*The task*
Please find every line in the material that contains the word "green", matching case, and copy each of those lines out.

- - -

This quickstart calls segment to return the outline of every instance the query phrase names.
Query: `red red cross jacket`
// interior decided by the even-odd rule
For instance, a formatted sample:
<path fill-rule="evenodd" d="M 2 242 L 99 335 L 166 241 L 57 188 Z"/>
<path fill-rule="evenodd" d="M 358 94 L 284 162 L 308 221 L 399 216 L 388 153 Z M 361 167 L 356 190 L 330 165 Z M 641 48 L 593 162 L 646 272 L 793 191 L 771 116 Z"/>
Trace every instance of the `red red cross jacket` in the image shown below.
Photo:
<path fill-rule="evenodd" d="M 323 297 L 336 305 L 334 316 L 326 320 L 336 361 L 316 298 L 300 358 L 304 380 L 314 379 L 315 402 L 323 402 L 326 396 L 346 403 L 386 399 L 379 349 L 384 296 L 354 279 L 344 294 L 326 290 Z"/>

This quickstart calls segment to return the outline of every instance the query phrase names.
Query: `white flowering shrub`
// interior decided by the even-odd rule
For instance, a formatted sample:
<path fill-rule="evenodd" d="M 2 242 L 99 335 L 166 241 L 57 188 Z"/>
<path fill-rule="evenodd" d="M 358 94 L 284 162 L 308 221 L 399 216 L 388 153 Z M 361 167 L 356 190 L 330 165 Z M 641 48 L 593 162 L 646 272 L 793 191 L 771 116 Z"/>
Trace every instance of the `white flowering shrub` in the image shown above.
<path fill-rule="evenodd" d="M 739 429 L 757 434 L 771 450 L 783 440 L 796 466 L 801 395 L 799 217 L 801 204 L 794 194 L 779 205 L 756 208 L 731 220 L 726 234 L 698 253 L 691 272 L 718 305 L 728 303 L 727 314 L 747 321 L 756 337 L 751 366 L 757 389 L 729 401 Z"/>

- - -

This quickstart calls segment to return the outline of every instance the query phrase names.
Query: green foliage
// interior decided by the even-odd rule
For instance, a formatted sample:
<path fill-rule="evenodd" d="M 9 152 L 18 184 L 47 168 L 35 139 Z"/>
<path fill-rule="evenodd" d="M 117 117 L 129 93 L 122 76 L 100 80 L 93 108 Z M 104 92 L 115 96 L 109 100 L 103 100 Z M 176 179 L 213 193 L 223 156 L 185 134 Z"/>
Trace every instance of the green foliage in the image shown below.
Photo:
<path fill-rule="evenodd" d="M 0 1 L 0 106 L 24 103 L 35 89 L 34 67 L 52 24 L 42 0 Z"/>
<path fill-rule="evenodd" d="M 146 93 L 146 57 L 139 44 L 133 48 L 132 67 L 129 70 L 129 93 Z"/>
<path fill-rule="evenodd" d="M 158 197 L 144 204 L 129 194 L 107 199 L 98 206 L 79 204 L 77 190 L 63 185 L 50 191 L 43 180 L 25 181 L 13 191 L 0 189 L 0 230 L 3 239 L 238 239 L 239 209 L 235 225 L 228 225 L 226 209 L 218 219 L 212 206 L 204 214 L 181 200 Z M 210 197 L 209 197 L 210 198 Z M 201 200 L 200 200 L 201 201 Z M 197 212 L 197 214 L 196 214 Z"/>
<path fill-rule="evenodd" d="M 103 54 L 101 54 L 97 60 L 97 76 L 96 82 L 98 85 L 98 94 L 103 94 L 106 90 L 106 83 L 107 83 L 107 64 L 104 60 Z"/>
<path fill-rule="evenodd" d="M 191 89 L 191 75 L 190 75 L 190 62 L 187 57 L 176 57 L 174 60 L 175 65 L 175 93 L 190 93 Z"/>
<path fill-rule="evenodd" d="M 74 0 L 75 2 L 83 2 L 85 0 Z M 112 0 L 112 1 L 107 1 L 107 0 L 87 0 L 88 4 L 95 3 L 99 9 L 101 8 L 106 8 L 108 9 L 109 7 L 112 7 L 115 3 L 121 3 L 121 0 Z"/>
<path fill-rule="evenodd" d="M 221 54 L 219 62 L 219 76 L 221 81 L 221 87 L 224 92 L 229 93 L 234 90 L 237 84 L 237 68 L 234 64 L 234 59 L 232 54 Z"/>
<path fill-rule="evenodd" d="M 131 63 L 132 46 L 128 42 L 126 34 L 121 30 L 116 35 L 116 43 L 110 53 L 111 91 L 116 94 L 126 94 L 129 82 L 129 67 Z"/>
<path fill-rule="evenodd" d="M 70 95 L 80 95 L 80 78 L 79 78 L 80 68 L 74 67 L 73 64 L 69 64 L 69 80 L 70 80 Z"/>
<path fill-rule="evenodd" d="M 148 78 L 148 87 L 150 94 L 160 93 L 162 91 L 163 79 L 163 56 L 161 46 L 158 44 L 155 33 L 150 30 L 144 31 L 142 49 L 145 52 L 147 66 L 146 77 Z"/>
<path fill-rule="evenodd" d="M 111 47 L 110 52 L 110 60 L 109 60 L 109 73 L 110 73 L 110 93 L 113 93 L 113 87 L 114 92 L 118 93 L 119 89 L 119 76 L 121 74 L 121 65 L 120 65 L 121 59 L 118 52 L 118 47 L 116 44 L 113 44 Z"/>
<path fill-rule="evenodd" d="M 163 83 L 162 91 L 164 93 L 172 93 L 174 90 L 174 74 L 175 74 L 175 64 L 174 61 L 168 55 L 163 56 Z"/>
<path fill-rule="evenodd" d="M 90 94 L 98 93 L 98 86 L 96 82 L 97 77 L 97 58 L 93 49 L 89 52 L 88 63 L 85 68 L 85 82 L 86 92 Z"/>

- - -

*Final answer*
Query: green foliage
Trace every instance of the green foliage in the image shown below.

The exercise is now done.